• Document extract:
=== Begin Enclosure ===

The Department of Justice may decline or accept this mandatory delegation. In case of rejection, the OIG will finalize its investigation resulting in administrative or civil penalties. Should the Department of Justice consider the matter worthwhile pursuing, the matter will likely come before a grand jury. Witnesses and documents will be subpoenaed to decide whether or not the required probable cause standard can be met. If the grand jury finds probable cause to believe that a crime was committed, it will return an indictment against the targets of the investigations and the case will go to trial or other disposition.

Each Inspector General is authorized to request the production of all information necessary to remediate or prevent fraud, waste, abuse, and mismanagement in federal government programs. As of today, with few but growing exceptions, the Inspector General Act solely authorizes subpoenas duces tecum or documentary requests. The Inspector General’s administrative subpoena authority is mainly used in criminal investigations and courts have held that the Act gives the Inspectors General both civil and criminal investigative authority.

OIG subpoenas are enforced by United States district courts and prosecuted by the Department of Justice at the request of the relevant Inspector General as part of the Department’s obligation to conduct litigation in which the United States is interested.

Although the law allows for objections, courts have firmly established the general enforceability of administrative subpoenas unless some very narrow exceptions exist. Recognized instances include constitutional concerns (vagueness, breadth, Fifth Amendment) as well as the general standards governing judicial enforcement of subpoenas such as relevance of information, unreasonable burden, and issuance in bad faith.

Experience shows that without proper legal representation subpoenaed companies routinely commit one of two mistakes: they either attempt to fight the subpoena or they act over-compliant and produce even the most confidential and privileged information.

Both mistakes are fatal. In the first scenario, the subpoenaed entity will quickly face the broad enforcement power of the involved federal agency. Almost guaranteed, the agency will refer the case to the Department of Justice and open criminal investigations against the individuals behind the subpoenaed company. In the second example, when companies are overly compliant and produce records without careful review by experienced fraud defense attorneys, these companies will almost naturally unearth adverse information that will form the basis for future criminal prosecution. Thus, responding to an administrative subpoena is a delicate balancing act between being compliant and protecting the client’s interest. In fact, it is a skillful bargaining game that is not won by aggressive and atrocious litigators but by diplomatic and respectful and respected legal advisers.

Our strategic advantage is twofold. First, we have the experience and reputation because we have appeared before governmental agencies and established a trustworthy climate. Second, we closely work with former agents, FBI supervisory special agents, certified fraud examiners, former government lawyers, and reputable compliance officers who all have been on both sides of the table.

2. Subpoenas under 18 U.S.C. § 3486

Prime application of 18 U.S.C. § 3486 is the criminal investigation of federal healthcare offenses. The statute affords those served a reasonable period of time to respond. In addition to a judicial enforcement provision, 18 U.S.C. § 3486 specifically authorizes motions to quash and ex parte nondisclosure court orders. Under this section, the custodian of subpoenaed records or documents may be compelled to testify concerning them, but there is no indication that the section otherwise conveys the power to issue testimonial subpoenas.

Administrative subpoenas under 18 U.S.C. § 3486 need not satisfy a probable cause standard. The Fourth Amendment only demands that the subpoena be reasonable, a standard that requires that (i) the subpoena complies with the terms of its authorizing statute, (ii) the documents requested were relevant to the investigation, (iii) the information sought is not already available, and (iv) enforcing the subpoena will not constitute an abuse of process.

=== End Enclosure ===

• Provided information:
=== Begin Enclosure ===

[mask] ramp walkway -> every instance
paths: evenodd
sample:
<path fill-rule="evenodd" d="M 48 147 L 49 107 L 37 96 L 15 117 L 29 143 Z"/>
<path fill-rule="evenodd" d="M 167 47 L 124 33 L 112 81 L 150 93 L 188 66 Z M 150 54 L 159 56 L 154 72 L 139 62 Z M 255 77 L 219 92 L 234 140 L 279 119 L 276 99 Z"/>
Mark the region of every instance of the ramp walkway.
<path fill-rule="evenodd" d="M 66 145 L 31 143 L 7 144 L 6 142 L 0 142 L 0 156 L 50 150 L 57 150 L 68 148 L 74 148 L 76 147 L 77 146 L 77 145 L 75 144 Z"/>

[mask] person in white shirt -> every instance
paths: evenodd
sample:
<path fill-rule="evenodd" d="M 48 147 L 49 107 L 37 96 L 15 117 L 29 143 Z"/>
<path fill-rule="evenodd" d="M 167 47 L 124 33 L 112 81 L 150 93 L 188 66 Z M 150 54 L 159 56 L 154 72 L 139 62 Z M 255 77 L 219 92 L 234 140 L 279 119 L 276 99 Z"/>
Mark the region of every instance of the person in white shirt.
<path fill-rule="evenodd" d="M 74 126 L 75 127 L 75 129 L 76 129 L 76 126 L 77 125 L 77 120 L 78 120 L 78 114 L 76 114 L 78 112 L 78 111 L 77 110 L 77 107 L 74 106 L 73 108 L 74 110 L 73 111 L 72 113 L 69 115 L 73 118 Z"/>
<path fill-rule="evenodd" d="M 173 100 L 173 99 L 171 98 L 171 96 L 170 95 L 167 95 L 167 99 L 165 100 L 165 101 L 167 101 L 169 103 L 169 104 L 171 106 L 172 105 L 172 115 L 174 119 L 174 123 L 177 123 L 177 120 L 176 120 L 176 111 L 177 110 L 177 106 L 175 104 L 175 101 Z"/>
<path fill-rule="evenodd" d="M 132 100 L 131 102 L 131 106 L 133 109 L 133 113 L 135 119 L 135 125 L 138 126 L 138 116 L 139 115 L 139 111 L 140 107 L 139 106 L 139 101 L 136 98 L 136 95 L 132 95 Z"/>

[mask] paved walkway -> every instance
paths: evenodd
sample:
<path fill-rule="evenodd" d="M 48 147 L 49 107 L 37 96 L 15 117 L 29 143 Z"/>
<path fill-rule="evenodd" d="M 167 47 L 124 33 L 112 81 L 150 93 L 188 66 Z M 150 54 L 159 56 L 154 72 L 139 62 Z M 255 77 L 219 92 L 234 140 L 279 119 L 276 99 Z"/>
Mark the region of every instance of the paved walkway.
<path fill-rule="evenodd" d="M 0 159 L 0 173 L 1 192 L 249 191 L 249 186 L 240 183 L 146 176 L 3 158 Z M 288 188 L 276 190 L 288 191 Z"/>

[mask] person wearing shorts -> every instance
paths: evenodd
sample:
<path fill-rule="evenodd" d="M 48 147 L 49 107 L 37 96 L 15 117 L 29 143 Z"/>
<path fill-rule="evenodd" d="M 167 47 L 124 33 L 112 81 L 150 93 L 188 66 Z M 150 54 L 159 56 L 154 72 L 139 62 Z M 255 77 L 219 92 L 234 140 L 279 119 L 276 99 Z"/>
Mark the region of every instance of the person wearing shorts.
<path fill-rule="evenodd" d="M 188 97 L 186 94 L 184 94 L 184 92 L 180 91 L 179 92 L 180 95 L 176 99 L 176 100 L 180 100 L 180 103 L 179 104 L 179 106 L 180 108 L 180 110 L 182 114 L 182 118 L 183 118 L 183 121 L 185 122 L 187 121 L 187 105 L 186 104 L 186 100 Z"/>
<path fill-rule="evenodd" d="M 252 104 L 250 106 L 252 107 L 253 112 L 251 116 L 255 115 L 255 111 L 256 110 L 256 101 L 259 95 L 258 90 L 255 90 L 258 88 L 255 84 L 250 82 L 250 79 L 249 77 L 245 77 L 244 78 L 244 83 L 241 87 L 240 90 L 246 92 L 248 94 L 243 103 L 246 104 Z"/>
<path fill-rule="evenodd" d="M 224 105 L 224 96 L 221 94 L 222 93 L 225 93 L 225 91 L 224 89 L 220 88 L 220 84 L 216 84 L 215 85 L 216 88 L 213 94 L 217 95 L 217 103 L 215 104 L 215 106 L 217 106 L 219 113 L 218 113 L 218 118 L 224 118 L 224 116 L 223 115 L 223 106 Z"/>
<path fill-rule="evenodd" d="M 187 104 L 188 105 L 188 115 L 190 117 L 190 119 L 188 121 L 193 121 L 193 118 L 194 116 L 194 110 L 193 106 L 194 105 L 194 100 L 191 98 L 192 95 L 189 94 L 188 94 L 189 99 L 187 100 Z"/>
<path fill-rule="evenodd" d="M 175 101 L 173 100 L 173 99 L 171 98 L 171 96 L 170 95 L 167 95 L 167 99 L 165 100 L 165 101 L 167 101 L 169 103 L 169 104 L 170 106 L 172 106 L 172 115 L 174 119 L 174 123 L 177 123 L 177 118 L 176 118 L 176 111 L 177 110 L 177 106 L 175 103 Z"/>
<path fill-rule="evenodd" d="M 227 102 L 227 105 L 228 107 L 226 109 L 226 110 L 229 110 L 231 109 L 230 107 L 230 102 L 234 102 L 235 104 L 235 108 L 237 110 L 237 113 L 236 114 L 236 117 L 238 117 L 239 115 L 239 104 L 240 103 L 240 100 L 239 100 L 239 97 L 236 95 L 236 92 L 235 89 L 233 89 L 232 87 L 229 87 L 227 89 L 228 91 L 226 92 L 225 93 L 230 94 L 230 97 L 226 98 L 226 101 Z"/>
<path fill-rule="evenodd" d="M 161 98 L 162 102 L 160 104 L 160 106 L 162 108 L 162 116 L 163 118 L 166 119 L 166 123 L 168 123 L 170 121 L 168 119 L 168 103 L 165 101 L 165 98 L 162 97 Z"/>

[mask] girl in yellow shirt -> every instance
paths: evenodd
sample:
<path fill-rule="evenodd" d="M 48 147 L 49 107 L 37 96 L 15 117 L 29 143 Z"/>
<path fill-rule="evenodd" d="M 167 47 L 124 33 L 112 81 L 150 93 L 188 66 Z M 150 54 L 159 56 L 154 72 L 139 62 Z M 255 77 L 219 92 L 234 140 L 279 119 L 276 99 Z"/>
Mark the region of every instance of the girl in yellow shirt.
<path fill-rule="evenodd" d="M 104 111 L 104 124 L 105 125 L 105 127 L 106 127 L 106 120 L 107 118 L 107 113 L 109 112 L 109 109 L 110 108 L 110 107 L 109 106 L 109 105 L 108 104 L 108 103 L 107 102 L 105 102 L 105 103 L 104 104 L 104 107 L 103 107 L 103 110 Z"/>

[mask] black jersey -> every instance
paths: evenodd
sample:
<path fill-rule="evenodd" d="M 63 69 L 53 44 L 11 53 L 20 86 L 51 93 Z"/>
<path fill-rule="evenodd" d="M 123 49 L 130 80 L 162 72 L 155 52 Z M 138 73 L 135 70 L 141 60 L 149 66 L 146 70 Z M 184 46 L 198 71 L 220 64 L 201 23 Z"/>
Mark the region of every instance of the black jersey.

=== End Enclosure ===

• Task details:
Please copy out the part of the subpoena text starting with "The Department of Justice may" and going on through "or other disposition.", word for word.

• Written solution:
The Department of Justice may decline or accept this mandatory delegation. In case of rejection, the OIG will finalize its investigation resulting in administrative or civil penalties. Should the Department of Justice consider the matter worthwhile pursuing, the matter will likely come before a grand jury. Witnesses and documents will be subpoenaed to decide whether or not the required probable cause standard can be met. If the grand jury finds probable cause to believe that a crime was committed, it will return an indictment against the targets of the investigations and the case will go to trial or other disposition.